*** Block opens ***

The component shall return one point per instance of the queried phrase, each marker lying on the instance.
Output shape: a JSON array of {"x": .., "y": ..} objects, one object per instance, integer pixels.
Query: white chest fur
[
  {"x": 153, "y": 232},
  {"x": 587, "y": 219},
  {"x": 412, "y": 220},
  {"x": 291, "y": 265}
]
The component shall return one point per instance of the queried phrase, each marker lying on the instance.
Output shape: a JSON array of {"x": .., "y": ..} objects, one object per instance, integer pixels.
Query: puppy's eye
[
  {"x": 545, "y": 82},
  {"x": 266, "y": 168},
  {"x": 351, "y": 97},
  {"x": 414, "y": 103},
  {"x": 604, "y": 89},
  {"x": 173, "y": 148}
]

*** Block closes ***

§ **Exercise details**
Restate the material word for word, leaving nothing out.

§ **Solution**
The component shall return one point per instance of the queried phrase, each marker lying on the instance.
Output shape: a JSON array of {"x": .., "y": ..} objects, one object per instance, integer pixels.
Query: white chest fur
[
  {"x": 153, "y": 232},
  {"x": 587, "y": 219},
  {"x": 412, "y": 220},
  {"x": 291, "y": 265}
]
The component shall return one point per instance of the queried phrase, each marker lying on the instance.
Output shape: a JSON array of {"x": .., "y": ..} objects, one object per instance, integer pixels.
Query: puppy's eye
[
  {"x": 545, "y": 82},
  {"x": 266, "y": 168},
  {"x": 351, "y": 97},
  {"x": 414, "y": 103},
  {"x": 604, "y": 89},
  {"x": 173, "y": 148}
]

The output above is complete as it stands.